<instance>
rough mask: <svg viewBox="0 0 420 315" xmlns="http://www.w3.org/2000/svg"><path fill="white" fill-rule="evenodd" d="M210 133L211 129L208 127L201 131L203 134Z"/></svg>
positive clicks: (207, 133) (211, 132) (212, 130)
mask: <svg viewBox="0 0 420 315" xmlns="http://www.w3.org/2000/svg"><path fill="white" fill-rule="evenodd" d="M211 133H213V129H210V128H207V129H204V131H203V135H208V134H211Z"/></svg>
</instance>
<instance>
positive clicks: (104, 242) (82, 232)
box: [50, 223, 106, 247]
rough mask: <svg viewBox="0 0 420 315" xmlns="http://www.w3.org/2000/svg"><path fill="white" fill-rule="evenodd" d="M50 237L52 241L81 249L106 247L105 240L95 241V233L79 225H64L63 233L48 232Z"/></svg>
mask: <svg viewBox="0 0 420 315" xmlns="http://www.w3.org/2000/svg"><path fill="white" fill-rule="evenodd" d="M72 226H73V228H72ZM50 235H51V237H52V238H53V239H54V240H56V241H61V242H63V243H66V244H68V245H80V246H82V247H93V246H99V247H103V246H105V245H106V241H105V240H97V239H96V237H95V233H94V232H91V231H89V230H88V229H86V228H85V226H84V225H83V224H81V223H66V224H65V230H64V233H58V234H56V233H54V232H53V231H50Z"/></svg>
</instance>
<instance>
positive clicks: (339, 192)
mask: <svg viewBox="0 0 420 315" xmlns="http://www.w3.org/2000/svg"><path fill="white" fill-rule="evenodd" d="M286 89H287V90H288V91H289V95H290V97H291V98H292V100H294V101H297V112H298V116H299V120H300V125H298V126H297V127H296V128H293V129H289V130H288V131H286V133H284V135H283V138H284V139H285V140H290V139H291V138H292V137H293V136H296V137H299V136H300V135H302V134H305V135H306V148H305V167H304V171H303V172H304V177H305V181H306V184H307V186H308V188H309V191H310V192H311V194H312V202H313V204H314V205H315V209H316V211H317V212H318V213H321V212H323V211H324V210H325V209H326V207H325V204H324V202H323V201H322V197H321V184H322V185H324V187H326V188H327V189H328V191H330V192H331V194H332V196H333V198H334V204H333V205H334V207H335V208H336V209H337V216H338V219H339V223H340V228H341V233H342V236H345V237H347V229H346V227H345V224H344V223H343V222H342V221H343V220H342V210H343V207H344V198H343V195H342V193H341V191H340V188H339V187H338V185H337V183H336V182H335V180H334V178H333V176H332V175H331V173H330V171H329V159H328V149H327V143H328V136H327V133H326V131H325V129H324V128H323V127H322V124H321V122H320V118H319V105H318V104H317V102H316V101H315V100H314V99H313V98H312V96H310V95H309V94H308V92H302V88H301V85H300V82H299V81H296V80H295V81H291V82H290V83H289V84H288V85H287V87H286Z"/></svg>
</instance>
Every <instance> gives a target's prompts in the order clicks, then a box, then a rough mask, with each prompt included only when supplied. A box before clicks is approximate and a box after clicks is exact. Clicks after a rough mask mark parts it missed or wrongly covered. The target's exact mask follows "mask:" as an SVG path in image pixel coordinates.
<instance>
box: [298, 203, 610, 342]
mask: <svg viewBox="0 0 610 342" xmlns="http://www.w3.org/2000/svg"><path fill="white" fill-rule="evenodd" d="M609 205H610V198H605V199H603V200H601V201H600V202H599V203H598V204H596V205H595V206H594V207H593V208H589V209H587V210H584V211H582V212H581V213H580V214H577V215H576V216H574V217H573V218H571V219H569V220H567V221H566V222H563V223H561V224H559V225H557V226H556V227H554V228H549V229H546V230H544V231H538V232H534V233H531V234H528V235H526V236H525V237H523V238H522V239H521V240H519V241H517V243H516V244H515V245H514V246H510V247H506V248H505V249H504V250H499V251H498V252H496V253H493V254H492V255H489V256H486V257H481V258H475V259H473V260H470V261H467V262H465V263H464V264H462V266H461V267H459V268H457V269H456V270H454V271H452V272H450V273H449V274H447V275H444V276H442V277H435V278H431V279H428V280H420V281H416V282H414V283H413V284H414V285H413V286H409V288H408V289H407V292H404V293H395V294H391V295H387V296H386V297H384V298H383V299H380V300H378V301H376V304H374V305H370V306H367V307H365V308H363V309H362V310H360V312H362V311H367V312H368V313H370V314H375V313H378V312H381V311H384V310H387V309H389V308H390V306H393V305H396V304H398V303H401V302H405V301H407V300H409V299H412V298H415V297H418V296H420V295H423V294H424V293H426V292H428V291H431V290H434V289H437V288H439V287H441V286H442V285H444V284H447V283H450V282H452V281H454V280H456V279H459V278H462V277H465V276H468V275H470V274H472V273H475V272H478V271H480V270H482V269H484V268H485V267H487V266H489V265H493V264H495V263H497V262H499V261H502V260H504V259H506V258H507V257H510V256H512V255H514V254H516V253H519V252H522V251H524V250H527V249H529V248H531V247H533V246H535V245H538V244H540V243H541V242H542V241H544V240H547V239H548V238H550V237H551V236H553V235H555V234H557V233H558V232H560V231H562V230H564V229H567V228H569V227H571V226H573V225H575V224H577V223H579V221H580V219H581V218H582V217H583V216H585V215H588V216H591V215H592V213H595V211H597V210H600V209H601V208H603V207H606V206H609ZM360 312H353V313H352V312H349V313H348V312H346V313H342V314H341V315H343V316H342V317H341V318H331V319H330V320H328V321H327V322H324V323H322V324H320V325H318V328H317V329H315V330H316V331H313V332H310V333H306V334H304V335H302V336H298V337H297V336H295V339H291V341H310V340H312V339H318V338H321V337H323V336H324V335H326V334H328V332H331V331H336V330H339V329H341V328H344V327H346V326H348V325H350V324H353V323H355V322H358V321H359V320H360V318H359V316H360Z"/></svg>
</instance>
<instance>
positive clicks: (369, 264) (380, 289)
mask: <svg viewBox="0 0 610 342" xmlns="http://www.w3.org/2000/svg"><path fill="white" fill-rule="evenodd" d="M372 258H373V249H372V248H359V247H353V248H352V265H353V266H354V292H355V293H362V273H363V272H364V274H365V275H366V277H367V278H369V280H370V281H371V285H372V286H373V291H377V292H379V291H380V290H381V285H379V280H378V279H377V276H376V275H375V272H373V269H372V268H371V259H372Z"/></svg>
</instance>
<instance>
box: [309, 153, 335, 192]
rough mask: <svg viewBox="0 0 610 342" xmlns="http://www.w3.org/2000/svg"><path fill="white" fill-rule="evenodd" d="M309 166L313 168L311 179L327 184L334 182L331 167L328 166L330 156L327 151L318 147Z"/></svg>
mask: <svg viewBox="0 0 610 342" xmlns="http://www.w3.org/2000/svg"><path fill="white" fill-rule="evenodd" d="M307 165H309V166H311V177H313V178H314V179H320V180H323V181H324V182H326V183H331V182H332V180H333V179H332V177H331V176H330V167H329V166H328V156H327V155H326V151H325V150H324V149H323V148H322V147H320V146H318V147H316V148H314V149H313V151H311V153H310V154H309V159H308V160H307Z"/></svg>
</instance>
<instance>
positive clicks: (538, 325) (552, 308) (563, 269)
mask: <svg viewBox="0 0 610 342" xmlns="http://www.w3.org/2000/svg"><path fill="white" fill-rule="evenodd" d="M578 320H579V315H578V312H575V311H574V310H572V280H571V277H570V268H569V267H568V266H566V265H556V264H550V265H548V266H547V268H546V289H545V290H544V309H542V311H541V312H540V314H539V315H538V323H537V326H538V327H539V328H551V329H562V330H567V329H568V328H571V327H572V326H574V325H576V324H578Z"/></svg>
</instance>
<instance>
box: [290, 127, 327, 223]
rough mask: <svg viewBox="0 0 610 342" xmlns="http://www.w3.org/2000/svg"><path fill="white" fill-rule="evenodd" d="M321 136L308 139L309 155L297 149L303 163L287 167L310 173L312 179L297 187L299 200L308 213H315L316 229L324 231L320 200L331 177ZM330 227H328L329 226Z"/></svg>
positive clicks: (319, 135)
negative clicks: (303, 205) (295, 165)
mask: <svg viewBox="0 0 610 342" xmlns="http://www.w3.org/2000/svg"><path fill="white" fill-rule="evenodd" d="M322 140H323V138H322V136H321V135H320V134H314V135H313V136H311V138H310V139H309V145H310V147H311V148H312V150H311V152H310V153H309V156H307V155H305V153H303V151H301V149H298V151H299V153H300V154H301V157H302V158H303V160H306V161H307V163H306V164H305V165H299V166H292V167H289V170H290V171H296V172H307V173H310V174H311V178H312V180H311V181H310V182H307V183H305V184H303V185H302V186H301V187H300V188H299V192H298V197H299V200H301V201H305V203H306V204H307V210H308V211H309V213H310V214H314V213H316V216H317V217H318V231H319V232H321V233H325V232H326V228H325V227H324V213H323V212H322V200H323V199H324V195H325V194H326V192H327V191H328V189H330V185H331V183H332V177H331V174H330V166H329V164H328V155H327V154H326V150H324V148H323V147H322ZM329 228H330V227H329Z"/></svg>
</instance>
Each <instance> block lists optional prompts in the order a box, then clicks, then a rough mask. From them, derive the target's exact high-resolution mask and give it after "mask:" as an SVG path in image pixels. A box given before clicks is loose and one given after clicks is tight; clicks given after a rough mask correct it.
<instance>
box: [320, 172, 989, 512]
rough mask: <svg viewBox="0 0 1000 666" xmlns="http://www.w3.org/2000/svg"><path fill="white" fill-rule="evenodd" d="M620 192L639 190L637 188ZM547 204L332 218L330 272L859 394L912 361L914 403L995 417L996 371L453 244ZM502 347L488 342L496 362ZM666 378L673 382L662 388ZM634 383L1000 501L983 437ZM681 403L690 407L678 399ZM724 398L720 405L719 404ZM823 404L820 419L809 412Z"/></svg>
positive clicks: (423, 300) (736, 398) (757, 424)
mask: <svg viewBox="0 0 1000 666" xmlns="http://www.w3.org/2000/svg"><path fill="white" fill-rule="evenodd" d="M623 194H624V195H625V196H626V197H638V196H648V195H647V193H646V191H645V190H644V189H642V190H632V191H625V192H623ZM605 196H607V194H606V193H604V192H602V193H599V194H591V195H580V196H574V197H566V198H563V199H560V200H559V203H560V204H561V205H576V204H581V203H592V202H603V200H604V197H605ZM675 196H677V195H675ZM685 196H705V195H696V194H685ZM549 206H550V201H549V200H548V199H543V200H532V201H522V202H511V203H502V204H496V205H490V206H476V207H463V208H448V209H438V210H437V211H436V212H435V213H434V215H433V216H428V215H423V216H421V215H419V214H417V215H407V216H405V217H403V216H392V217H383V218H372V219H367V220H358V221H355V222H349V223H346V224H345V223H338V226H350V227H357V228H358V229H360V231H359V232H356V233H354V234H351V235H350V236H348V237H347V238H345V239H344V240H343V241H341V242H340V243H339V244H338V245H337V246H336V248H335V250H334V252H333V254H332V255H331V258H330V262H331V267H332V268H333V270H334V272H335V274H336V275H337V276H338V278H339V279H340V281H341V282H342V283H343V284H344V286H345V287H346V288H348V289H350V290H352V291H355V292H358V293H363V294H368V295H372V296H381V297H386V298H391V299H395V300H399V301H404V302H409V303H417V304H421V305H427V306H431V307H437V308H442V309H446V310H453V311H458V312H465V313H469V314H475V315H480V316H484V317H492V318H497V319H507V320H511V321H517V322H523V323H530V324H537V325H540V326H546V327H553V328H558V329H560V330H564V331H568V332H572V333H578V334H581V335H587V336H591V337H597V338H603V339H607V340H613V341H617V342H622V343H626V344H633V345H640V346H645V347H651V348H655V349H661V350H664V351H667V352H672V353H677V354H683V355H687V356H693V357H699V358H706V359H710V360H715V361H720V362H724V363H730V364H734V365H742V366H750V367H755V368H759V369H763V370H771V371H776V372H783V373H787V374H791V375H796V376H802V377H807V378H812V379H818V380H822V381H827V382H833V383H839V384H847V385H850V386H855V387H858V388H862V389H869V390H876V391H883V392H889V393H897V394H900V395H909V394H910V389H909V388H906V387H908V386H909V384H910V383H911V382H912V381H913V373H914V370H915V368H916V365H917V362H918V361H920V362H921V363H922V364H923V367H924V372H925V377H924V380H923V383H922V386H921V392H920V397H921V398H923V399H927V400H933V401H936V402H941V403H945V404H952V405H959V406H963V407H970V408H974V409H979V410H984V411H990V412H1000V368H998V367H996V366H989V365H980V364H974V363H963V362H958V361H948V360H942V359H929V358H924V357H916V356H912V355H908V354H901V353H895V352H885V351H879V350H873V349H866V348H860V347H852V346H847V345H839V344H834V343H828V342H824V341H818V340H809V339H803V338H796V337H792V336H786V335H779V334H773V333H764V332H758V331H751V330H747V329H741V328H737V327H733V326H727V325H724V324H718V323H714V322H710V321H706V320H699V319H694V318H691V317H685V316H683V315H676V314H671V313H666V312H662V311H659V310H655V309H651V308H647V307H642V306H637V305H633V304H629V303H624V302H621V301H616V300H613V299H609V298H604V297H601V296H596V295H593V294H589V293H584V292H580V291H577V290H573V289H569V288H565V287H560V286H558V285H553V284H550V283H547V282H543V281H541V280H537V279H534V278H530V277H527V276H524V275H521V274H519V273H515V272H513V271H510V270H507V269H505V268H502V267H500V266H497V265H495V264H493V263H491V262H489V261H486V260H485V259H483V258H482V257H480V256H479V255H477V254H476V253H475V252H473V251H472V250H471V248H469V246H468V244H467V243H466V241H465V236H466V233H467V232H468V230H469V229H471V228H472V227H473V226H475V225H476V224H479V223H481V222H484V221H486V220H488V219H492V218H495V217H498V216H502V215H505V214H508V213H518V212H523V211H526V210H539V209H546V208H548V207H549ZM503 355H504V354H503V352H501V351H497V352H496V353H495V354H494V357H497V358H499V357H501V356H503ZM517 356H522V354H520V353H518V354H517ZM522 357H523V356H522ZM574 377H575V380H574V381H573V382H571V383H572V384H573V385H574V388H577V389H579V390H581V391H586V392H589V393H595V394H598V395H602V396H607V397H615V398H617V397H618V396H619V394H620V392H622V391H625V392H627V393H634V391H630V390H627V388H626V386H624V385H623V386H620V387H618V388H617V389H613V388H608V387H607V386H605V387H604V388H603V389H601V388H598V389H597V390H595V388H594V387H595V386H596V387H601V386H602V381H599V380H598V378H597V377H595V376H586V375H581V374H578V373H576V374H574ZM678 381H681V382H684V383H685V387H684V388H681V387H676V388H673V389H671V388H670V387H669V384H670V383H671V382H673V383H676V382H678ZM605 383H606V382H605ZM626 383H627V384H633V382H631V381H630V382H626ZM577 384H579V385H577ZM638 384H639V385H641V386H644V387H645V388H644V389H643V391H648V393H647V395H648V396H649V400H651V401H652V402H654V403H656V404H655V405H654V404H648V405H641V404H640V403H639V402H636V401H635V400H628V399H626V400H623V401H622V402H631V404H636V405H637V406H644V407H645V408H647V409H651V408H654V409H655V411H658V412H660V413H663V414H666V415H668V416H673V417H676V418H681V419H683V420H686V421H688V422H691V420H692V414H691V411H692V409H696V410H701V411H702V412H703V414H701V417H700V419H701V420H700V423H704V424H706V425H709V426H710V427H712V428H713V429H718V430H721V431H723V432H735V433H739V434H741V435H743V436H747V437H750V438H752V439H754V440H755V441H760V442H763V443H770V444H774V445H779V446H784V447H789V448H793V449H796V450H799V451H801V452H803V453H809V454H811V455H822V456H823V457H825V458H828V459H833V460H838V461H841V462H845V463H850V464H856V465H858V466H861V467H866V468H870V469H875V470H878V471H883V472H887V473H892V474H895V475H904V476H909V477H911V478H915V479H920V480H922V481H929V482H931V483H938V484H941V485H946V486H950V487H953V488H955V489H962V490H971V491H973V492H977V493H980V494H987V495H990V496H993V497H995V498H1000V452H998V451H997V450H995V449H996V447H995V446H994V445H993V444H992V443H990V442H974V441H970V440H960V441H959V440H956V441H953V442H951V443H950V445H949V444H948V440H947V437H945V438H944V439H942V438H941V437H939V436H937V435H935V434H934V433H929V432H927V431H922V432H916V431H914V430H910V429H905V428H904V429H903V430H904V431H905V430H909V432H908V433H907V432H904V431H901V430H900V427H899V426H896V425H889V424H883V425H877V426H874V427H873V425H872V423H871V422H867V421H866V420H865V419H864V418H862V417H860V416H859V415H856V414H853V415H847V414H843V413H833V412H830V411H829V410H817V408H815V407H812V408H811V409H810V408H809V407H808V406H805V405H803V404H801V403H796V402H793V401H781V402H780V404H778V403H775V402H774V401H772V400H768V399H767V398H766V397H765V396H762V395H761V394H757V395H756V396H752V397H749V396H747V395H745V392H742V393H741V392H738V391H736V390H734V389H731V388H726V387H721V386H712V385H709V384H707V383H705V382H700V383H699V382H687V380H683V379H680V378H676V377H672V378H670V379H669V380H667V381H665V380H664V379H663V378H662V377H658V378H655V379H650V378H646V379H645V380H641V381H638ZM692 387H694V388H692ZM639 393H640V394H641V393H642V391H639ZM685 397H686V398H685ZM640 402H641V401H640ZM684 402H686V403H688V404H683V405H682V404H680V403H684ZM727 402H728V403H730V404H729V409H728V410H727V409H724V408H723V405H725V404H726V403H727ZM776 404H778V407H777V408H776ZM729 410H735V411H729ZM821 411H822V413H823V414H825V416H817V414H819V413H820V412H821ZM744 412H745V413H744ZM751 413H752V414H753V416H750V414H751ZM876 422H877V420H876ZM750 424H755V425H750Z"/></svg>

+--

- [PROBLEM DETAILS]: Starting at the beginning of the listing and ending at the line that contains "positive clicks: (207, 133)", replace "rough mask" with "coarse mask" and rewrite only those lines, leaving everything else unchanged.

- [REPLY TO THE EXERCISE]:
<instance>
coarse mask: <svg viewBox="0 0 420 315" xmlns="http://www.w3.org/2000/svg"><path fill="white" fill-rule="evenodd" d="M210 133L211 129L208 127L201 131L203 134Z"/></svg>
positive clicks: (207, 133) (211, 132) (212, 130)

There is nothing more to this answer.